» What is required
What follows is a block of records; reproduce all of it verbatim.

━━━━━━━━━━━━━━━━━━━━━━━━━━━━━━

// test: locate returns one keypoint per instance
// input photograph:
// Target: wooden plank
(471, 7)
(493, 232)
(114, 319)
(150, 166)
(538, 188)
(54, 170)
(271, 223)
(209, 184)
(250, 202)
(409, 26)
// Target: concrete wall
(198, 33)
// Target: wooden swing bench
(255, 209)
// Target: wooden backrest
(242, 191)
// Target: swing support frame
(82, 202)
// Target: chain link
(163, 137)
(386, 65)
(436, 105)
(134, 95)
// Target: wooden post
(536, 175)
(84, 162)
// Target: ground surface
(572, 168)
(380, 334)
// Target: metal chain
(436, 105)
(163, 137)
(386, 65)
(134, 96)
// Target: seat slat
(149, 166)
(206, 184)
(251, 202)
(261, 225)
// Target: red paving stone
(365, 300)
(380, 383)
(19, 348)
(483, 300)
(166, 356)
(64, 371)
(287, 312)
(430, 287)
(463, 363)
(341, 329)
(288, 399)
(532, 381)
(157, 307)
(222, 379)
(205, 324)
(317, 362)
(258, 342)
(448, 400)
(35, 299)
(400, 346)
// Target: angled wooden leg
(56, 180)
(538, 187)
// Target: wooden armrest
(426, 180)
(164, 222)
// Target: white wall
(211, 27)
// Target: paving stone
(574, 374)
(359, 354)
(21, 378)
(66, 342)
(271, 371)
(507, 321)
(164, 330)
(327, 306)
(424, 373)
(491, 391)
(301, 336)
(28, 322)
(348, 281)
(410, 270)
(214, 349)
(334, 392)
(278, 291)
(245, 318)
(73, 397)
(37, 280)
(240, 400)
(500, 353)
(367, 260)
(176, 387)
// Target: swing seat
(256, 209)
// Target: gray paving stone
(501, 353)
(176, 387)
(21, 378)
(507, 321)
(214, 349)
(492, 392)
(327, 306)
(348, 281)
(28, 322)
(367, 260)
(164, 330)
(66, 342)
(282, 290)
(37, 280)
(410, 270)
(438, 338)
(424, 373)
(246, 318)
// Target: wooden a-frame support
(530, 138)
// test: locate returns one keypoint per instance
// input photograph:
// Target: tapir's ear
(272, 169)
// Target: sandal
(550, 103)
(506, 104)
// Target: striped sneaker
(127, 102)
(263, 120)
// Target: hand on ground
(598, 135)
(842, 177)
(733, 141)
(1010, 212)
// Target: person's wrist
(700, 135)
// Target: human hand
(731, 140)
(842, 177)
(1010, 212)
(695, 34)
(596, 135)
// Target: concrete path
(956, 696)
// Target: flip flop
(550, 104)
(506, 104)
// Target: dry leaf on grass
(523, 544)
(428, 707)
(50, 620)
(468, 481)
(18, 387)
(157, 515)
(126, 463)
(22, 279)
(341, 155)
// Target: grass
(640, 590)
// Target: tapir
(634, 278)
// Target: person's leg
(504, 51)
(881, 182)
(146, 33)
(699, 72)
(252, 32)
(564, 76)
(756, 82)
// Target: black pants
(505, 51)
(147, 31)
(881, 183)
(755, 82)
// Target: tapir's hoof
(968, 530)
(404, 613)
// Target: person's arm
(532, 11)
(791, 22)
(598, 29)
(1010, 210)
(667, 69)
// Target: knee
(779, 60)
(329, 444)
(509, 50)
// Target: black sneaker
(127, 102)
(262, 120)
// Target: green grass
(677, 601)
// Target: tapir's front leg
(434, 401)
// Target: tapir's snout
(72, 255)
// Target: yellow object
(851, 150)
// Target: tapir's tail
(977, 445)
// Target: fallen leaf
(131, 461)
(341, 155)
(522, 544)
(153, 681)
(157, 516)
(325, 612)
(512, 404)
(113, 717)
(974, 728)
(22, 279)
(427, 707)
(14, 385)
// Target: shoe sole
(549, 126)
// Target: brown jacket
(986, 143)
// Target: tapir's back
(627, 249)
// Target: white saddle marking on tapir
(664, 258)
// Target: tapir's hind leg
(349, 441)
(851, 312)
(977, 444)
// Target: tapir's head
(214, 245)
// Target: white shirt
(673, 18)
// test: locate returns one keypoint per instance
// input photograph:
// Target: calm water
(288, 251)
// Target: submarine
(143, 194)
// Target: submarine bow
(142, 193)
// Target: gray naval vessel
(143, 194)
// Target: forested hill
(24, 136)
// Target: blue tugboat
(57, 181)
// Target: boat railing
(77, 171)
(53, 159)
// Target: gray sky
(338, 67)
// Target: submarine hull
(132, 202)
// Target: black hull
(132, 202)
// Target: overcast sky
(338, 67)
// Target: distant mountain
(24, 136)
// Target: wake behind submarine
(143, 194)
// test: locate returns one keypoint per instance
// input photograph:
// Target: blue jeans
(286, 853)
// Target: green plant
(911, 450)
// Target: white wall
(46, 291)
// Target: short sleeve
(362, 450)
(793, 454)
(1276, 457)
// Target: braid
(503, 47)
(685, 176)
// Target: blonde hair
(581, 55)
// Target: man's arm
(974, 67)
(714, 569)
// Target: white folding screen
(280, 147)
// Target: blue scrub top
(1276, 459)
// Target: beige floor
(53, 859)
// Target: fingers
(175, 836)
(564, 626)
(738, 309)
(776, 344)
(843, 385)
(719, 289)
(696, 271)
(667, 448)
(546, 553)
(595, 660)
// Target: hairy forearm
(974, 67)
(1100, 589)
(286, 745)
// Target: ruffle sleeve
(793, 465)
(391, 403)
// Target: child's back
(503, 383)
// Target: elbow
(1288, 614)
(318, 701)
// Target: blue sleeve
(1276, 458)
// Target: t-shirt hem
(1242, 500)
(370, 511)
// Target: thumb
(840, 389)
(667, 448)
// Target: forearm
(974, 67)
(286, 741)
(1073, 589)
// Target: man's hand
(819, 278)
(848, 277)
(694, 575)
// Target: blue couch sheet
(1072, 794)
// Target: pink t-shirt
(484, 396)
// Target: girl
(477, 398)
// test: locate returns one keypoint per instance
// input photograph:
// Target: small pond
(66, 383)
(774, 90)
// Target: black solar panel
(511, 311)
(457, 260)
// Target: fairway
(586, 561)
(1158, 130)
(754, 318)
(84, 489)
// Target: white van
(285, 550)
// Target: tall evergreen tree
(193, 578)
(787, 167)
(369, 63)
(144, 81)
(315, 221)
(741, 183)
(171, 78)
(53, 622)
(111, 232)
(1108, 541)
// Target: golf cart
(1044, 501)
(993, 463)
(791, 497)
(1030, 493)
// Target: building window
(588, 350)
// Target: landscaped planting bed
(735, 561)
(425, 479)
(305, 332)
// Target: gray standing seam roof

━━━━━━━━━━━━━━━━━━━━━━━━━━━━━━

» Output for this task
// test: locate returns one keypoint per instance
// input photograph:
// Target: wooden plank
(471, 7)
(493, 232)
(114, 319)
(150, 166)
(538, 188)
(54, 170)
(271, 223)
(209, 184)
(250, 202)
(409, 26)
// Target: concrete wall
(198, 33)
// Target: wooden swing bench
(255, 209)
// Target: wooden backrest
(242, 191)
// Target: swing support frame
(82, 202)
// Target: chain link
(163, 137)
(386, 65)
(436, 105)
(134, 95)
// Target: wooden post
(536, 175)
(84, 162)
// Target: ground surface
(572, 168)
(380, 334)
// Target: metal chain
(436, 105)
(163, 137)
(386, 65)
(134, 96)
// Target: seat slat
(149, 166)
(206, 184)
(251, 202)
(261, 225)
// Target: red paving stone
(365, 300)
(380, 383)
(19, 348)
(483, 300)
(166, 356)
(64, 371)
(287, 312)
(430, 287)
(463, 363)
(341, 329)
(288, 399)
(532, 381)
(157, 307)
(222, 379)
(205, 324)
(317, 362)
(258, 342)
(448, 400)
(35, 299)
(400, 346)
// Target: angled wooden leg
(56, 180)
(538, 187)
// Target: wooden armrest
(426, 180)
(164, 222)
// Target: white wall
(211, 27)
// Target: paving stone
(574, 374)
(359, 354)
(21, 378)
(66, 342)
(271, 371)
(507, 321)
(164, 330)
(327, 306)
(424, 373)
(491, 391)
(301, 336)
(28, 322)
(348, 281)
(410, 270)
(214, 349)
(334, 392)
(278, 291)
(245, 318)
(73, 397)
(37, 280)
(240, 400)
(500, 353)
(367, 260)
(176, 387)
// Target: swing seat
(256, 209)
// Target: gray paving stone
(501, 353)
(176, 387)
(21, 378)
(507, 321)
(214, 349)
(492, 392)
(327, 306)
(348, 281)
(28, 322)
(367, 260)
(164, 330)
(66, 342)
(282, 290)
(37, 280)
(410, 270)
(438, 338)
(424, 373)
(246, 318)
// Target: wooden a-frame support
(530, 138)
// test: locate returns one keypoint per instance
// input photograph:
// Target: tapir's ear
(272, 169)
// Target: sandal
(550, 103)
(506, 104)
// Target: striped sneaker
(127, 102)
(263, 120)
// Target: hand on ground
(598, 135)
(842, 177)
(733, 141)
(1010, 212)
// Target: person's wrist
(700, 135)
// Target: human hand
(731, 140)
(842, 177)
(1010, 212)
(695, 34)
(596, 135)
// Target: concrete path
(956, 696)
// Target: flip flop
(550, 104)
(506, 104)
// Target: dry leaf on grass
(523, 544)
(428, 707)
(50, 620)
(468, 481)
(18, 387)
(157, 515)
(126, 463)
(22, 279)
(341, 155)
// Target: grass
(640, 590)
// Target: tapir
(634, 278)
// Target: person's leg
(504, 51)
(881, 182)
(146, 33)
(699, 72)
(252, 32)
(564, 76)
(756, 82)
// Target: black pants
(505, 51)
(147, 31)
(881, 183)
(755, 82)
// Target: tapir's hoof
(968, 530)
(404, 613)
// Target: person's arm
(532, 11)
(791, 22)
(598, 29)
(1010, 210)
(667, 69)
// Target: knee
(779, 60)
(329, 444)
(509, 50)
// Target: black sneaker
(127, 102)
(262, 120)
// Target: green grass
(677, 601)
// Target: tapir's front leg
(434, 401)
// Target: tapir's snout
(72, 255)
// Target: yellow object
(851, 150)
// Target: tapir's tail
(977, 445)
// Target: fallen leaf
(131, 461)
(341, 155)
(522, 544)
(153, 681)
(157, 516)
(325, 612)
(512, 404)
(113, 717)
(974, 728)
(22, 279)
(427, 707)
(14, 385)
// Target: shoe sole
(549, 126)
// Target: brown jacket
(986, 143)
// Target: tapir's back
(627, 249)
// Target: white saddle marking on tapir
(664, 258)
// Target: tapir's hind leg
(349, 441)
(851, 312)
(977, 444)
// Target: tapir's head
(214, 245)
// Target: white shirt
(673, 18)
// test: locate returns one keypoint per instance
// input photograph:
// Target: calm water
(288, 251)
// Target: submarine
(143, 194)
// Target: submarine bow
(142, 193)
// Target: gray naval vessel
(143, 194)
// Target: forested hill
(24, 136)
// Target: blue tugboat
(57, 181)
// Target: boat railing
(77, 171)
(53, 159)
// Target: gray sky
(338, 67)
// Target: submarine hull
(132, 202)
// Target: black hull
(132, 202)
// Target: overcast sky
(338, 67)
// Target: distant mountain
(24, 136)
// Target: wake behind submarine
(143, 194)
// test: locate returns one keypoint per instance
// input photograph:
// Target: blue jeans
(286, 853)
// Target: green plant
(911, 450)
// Target: white wall
(46, 291)
// Target: short sleeve
(362, 450)
(793, 454)
(1276, 457)
// Target: braid
(503, 47)
(685, 176)
// Target: blonde hair
(581, 55)
// Target: man's arm
(974, 67)
(714, 569)
// Target: white folding screen
(280, 147)
// Target: blue scrub top
(1276, 459)
// Target: beige floor
(53, 859)
// Target: fingers
(175, 836)
(564, 626)
(738, 309)
(776, 344)
(843, 385)
(719, 289)
(696, 271)
(667, 448)
(546, 553)
(595, 660)
// Target: hairy forearm
(974, 67)
(1100, 589)
(286, 745)
// Target: ruffle sleeve
(793, 465)
(391, 403)
// Target: child's back
(503, 383)
// Target: elbow
(1288, 614)
(318, 701)
// Target: blue sleeve
(1276, 458)
// Target: t-shirt hem
(1242, 500)
(370, 511)
// Target: thumb
(840, 389)
(667, 448)
// Target: forearm
(974, 67)
(286, 741)
(1073, 589)
// Target: man's hand
(819, 278)
(848, 277)
(694, 575)
// Target: blue couch sheet
(1072, 794)
// Target: pink t-shirt
(484, 396)
// Target: girl
(477, 398)
// test: locate returns one keypoint per instance
// input photograph:
// Target: small pond
(66, 383)
(774, 90)
// Target: black solar panel
(511, 311)
(457, 260)
// Target: fairway
(586, 561)
(1158, 130)
(754, 318)
(84, 489)
// Target: white van
(285, 550)
// Target: tall evergreen tree
(193, 578)
(787, 167)
(369, 63)
(144, 81)
(315, 221)
(741, 183)
(171, 78)
(53, 622)
(111, 232)
(1108, 541)
// Target: golf cart
(1044, 501)
(993, 463)
(791, 497)
(1030, 493)
// Target: building window
(588, 350)
// Target: landscaped planting bed
(735, 561)
(425, 479)
(305, 332)
// Target: gray standing seam roof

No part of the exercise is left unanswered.